§ What is being asked: Substitute "place a marker" for every occurrence of "drop a point" in all the records below, and reproduce them with no other changes. Omit the pictures from your answer.

[START Raw records]

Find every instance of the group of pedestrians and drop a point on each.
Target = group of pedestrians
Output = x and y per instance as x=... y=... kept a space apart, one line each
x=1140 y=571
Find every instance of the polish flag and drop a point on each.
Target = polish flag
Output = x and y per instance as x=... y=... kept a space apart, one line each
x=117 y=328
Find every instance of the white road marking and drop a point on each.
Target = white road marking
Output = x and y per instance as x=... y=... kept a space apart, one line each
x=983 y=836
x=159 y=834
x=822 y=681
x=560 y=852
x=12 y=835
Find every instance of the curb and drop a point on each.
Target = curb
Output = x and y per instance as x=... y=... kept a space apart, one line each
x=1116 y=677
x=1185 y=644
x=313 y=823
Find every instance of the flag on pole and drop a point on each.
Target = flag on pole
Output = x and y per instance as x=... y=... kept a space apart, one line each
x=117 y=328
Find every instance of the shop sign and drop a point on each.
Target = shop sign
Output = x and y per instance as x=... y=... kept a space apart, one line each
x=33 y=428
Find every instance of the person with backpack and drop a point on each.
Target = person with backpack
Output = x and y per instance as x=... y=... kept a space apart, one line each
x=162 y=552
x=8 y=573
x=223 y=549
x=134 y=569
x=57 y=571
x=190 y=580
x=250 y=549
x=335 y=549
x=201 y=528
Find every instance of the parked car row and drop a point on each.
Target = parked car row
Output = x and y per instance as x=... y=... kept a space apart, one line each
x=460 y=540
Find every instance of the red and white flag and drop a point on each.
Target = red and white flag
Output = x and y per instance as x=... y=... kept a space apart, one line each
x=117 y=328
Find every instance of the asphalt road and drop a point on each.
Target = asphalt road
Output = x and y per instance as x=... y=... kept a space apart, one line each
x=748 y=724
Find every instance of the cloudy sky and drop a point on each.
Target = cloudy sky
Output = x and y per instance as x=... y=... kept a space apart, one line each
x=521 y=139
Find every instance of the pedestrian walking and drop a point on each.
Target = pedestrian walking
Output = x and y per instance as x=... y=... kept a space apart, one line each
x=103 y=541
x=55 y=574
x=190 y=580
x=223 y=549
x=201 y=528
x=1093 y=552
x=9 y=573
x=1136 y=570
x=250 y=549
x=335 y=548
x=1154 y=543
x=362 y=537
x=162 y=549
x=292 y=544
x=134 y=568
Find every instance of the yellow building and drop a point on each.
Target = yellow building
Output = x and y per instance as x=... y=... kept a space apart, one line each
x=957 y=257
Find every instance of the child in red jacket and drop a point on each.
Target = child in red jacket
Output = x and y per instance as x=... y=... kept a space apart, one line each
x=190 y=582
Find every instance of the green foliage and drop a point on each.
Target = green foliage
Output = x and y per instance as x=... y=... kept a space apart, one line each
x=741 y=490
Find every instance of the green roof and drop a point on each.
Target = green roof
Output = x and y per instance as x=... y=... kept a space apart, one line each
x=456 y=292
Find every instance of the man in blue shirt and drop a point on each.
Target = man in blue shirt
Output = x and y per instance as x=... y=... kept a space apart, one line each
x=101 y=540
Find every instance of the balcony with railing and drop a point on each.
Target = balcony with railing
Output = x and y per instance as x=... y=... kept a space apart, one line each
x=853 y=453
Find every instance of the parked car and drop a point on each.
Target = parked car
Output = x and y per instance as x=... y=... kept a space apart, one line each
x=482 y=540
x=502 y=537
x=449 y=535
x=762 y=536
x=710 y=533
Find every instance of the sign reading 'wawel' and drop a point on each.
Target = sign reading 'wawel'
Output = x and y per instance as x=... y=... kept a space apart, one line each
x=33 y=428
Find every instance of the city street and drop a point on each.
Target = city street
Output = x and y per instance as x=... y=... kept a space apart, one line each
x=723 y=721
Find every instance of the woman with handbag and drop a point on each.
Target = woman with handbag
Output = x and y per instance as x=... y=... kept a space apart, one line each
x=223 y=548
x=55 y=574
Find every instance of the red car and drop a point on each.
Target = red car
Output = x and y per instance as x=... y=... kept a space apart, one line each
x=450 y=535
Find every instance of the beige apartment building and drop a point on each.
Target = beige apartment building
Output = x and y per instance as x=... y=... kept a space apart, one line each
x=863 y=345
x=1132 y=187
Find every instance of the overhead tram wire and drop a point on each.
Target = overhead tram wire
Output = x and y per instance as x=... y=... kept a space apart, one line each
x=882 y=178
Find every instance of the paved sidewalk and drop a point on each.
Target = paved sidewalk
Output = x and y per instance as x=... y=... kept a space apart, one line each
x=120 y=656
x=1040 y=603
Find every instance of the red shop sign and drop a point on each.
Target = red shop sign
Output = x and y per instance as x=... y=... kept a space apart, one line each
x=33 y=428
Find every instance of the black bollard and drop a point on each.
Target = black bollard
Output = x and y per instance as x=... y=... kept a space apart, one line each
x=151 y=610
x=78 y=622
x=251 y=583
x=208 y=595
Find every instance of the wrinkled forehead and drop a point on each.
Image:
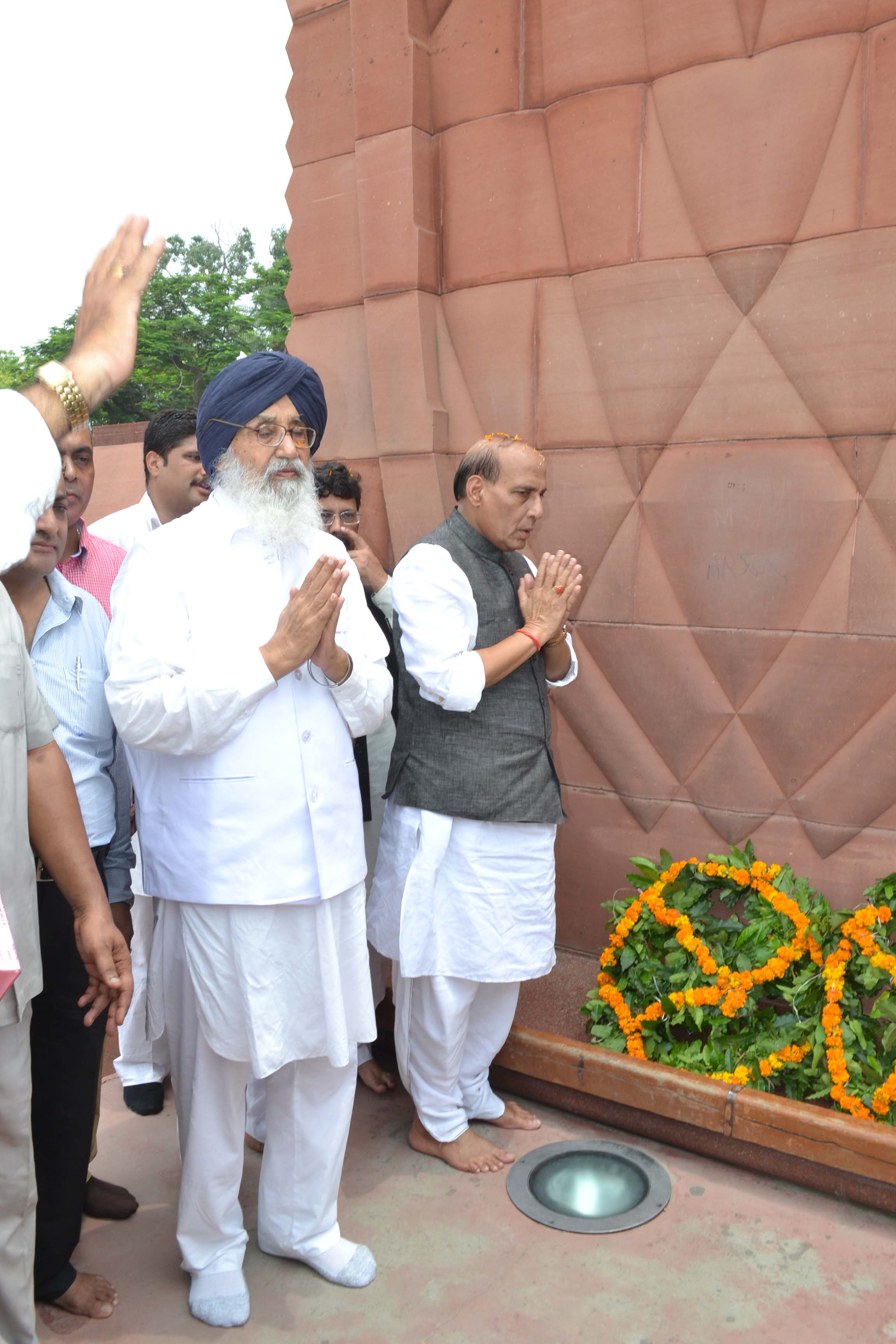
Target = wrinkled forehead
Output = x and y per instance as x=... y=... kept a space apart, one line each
x=76 y=440
x=523 y=466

[END Raw records]

§ Result of the task:
Find every instance of the group of pedestrians and place a marker on each.
Target = group of pedestrians
Output = x and y per instance as x=... y=... kept a space apart, one line each
x=1140 y=571
Find every instance of the polish flag and place a marker on each.
Target = polish flag
Output = x and y per instance as x=... y=... kept a space apart, one line each
x=117 y=328
Find every instance of the white road marking and place a marker on each.
Target = white road marking
Output = x and y per instance as x=... y=... kept a space apart, one line each
x=983 y=836
x=159 y=834
x=822 y=681
x=560 y=852
x=12 y=835
Find every instance of the curb and place a marker on each.
Target = curb
Output = x and y per instance as x=... y=... kept a space apart, one line each
x=1116 y=677
x=1185 y=644
x=313 y=823
Find every instance of the flag on pole and place a marker on each.
Target = flag on pole
Output = x and y per instance as x=... y=... kept a space apart, one line each
x=117 y=328
Find every instance of the shop sign and place a marker on each.
Target = shop sign
Output = x and y per instance as x=... y=... kept a space apart, one line each
x=33 y=428
Find every instance of the person with backpack and place a marker on each.
Target = person with backpack
Output = x and y per instance as x=... y=... kept a space apart, one line each
x=162 y=552
x=8 y=573
x=223 y=549
x=134 y=569
x=57 y=571
x=190 y=580
x=250 y=549
x=335 y=549
x=201 y=528
Find every instance of the parked car row and place a marker on each.
Target = parked car row
Output = x and y per instance as x=... y=... kept a space apart, one line each
x=460 y=540
Find every instance of the red and white flag and place a marker on each.
Target = red and white flag
Output = x and y per instance as x=... y=... kept a space apart, one line each
x=117 y=328
Find every instance of the asphalt road and place a marker on each.
Target = asphalt road
Output = x and y per instance as x=... y=... kept a space apart, one line each
x=748 y=724
Find every instance of the cloudy sky and place a marker on each.
Target = cloudy sky
Output = x and y per instance as x=... y=... kept a space apart, one line each
x=521 y=139
Find every instance of the pedestrian walking and place a marker on each.
Target = pedestrian walking
Output = x and y per instance as x=... y=... kept a space apart, one line each
x=103 y=541
x=55 y=574
x=190 y=580
x=223 y=549
x=201 y=528
x=1093 y=552
x=9 y=573
x=1136 y=570
x=250 y=549
x=335 y=548
x=1154 y=543
x=362 y=537
x=162 y=549
x=292 y=544
x=134 y=568
Find every instance of the yellow building and place a marker on each.
Target = yellow building
Output = x and y per instance as x=... y=... kept a space apart, one line each
x=957 y=257
Find every instance of the child in red jacket and place a marker on each.
Target = child in red jacket
Output = x and y per instance as x=... y=... kept a space apart, one line each
x=190 y=582
Find every instance of the green foliage and place a marker on each.
Target = green foliage
Output = x and y per instance as x=... y=... kept a space apart, one line each
x=741 y=490
Find every instance of the green roof and place a marker on each.
Target = green roof
Output = x and y per instance as x=... y=... kept a space apart, one line each
x=456 y=292
Find every instance of the man in blue shirt and place a marker on each.
Target = man in blue shirt
Output = x and y per instance as x=... y=... kept a space apart, one line each
x=101 y=540
Find every instance of the balcony with railing and place a marker on each.
Target = balcony with railing
Output = x and y per instance as x=... y=... kept a space apart, one line each
x=853 y=453
Find every instance of the parked car and place a marker on each.
Target = parked car
Output = x and y per instance as x=... y=... kept a space apart, one line each
x=482 y=540
x=502 y=537
x=449 y=535
x=762 y=536
x=710 y=533
Find every instance of the sign reading 'wawel' and place a marker on each.
Target = sign reading 'wawel'
Output = x and y per instance as x=... y=... kept a space apart, one line each
x=33 y=428
Find every instance of the city street and place a marker on each.
Target = city street
Output = x and y per instance as x=... y=... kept a space apart, one line each
x=723 y=721
Find every instance of the woman with handbag and place a marker on each.
Target = woman with handbag
Output = x and y per instance as x=... y=... kept a space apart, one line each
x=223 y=548
x=55 y=574
Find every instance of the red car and place a marker on each.
Target = red car
Output = x and y per instance as x=... y=... kept a space apart, one line each
x=450 y=535
Find every instance of the beige apartment building and place a marker on each.
Target = beige apartment building
Output = x and y per instance as x=... y=... kept a space apart, one line each
x=863 y=345
x=1132 y=187
Find every instance of the overhead tram wire and place a marker on each.
Target = overhead tram wire
Output = x and y per instance as x=... y=... kept a space apart, one line each
x=882 y=178
Find every instance of the paved sidewalk and place a marker on each.
Target = paved sidewalk
Output = x and y per instance as x=... y=... kept a space apart, one line each
x=120 y=656
x=1040 y=603
Find every instance of the red shop sign and place a marker on each.
Target = red shop sign
Output = x and y per instance as x=... y=... kept a space apart, one line each
x=33 y=428
Find every instance of the black bollard and place a marker on each.
Target = black bollard
Output = x and y per instance as x=... y=... kept a space apart, one line each
x=151 y=610
x=78 y=622
x=251 y=583
x=208 y=595
Find every instance of the wrinkled forehead and place a marker on each.
Image:
Target = wrinkled forehead
Output = x and y per instance as x=... y=... kept a space apart, one line each
x=76 y=440
x=523 y=466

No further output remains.